§ **REQUEST**
Will you transcribe the entries that follow, exactly and in full?

§ **PROVIDED ENTRIES**
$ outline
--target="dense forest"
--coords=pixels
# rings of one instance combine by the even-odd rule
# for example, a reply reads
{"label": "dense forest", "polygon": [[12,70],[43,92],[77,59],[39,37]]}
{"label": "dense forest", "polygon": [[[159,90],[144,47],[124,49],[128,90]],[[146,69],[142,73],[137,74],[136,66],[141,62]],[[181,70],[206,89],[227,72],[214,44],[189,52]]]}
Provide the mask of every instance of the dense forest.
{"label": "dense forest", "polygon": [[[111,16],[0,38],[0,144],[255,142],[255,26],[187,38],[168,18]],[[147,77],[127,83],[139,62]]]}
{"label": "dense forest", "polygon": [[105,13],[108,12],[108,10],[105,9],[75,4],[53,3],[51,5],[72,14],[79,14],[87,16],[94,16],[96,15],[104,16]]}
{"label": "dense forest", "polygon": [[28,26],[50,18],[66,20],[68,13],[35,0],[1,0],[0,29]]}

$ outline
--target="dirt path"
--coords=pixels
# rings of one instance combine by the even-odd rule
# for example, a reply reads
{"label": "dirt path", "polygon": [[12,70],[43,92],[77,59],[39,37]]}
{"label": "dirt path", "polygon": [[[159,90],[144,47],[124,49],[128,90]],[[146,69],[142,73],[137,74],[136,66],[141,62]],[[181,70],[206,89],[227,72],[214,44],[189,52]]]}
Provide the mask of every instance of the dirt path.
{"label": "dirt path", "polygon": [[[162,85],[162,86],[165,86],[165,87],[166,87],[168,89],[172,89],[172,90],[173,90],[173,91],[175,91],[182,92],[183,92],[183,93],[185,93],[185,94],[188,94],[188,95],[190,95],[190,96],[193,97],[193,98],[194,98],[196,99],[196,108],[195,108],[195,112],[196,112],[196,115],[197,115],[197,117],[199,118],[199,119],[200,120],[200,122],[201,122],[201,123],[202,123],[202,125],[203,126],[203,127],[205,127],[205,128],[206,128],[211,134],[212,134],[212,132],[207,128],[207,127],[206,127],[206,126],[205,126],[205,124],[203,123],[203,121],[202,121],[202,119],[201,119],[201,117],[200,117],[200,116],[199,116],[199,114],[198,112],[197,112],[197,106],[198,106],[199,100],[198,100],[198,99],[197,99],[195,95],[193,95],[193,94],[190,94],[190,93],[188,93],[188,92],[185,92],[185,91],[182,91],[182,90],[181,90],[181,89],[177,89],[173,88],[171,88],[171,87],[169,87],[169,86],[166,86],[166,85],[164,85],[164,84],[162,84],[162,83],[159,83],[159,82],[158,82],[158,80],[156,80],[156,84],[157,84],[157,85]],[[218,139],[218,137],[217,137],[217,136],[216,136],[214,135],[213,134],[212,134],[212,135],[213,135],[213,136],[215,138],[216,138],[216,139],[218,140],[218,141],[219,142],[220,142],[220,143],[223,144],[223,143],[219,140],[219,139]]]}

§ **RESULT BELOW**
$ outline
--target="dense forest"
--coords=pixels
# rings of one instance combine by the even-odd rule
# for example, a reply reads
{"label": "dense forest", "polygon": [[12,70],[43,92],[77,59],[39,37]]}
{"label": "dense forest", "polygon": [[[159,90],[144,47],[124,49],[128,90]],[[146,69],[142,73],[137,74],[136,66],[141,62]],[[181,70],[206,89],[227,72],[214,44],[189,52]]]}
Provide the mask of every instance of the dense forest.
{"label": "dense forest", "polygon": [[[111,16],[0,38],[0,144],[255,142],[255,26],[187,38],[168,18]],[[147,77],[127,83],[139,62]]]}
{"label": "dense forest", "polygon": [[105,13],[108,12],[108,10],[105,9],[75,4],[53,3],[51,5],[72,14],[79,14],[87,16],[94,16],[96,15],[104,16]]}
{"label": "dense forest", "polygon": [[28,26],[50,18],[66,20],[68,13],[35,0],[1,0],[0,29]]}

$ outline
--target="dirt path"
--coords=pixels
# rings of one instance combine by the even-odd rule
# for example, a reply reads
{"label": "dirt path", "polygon": [[12,70],[43,92],[77,59],[39,37]]}
{"label": "dirt path", "polygon": [[[159,90],[144,47],[124,49],[128,90]],[[146,69],[142,73],[137,74],[136,66],[141,62]],[[181,70],[206,89],[227,72],[214,44],[189,52]]]}
Provide the mask of every instance of the dirt path.
{"label": "dirt path", "polygon": [[[162,85],[162,86],[165,86],[165,87],[166,87],[168,89],[172,89],[172,90],[173,90],[173,91],[175,91],[182,92],[183,92],[183,93],[185,93],[185,94],[188,94],[188,95],[190,95],[190,96],[193,97],[193,98],[194,98],[196,99],[196,108],[195,108],[195,112],[196,112],[196,115],[197,115],[197,117],[199,118],[199,119],[200,120],[200,122],[201,122],[201,123],[202,123],[202,125],[203,126],[203,127],[205,127],[205,128],[206,128],[211,134],[212,134],[212,132],[207,128],[207,127],[206,127],[206,126],[205,126],[205,124],[203,123],[203,121],[202,121],[202,119],[201,119],[201,117],[200,117],[200,116],[199,116],[199,114],[198,112],[197,112],[197,106],[198,106],[199,100],[198,100],[198,99],[197,99],[195,95],[193,95],[193,94],[190,94],[190,93],[188,93],[188,92],[185,92],[185,91],[182,91],[182,90],[181,90],[181,89],[177,89],[173,88],[171,88],[171,87],[169,87],[169,86],[166,86],[166,85],[164,85],[164,84],[162,84],[162,83],[159,83],[159,82],[158,82],[158,80],[156,80],[156,84],[157,84],[157,85]],[[218,139],[218,137],[217,137],[217,136],[216,136],[214,135],[213,134],[212,134],[212,135],[213,135],[213,136],[215,138],[216,138],[216,139],[218,140],[218,141],[219,142],[220,142],[220,143],[223,144],[223,143],[219,140],[219,139]]]}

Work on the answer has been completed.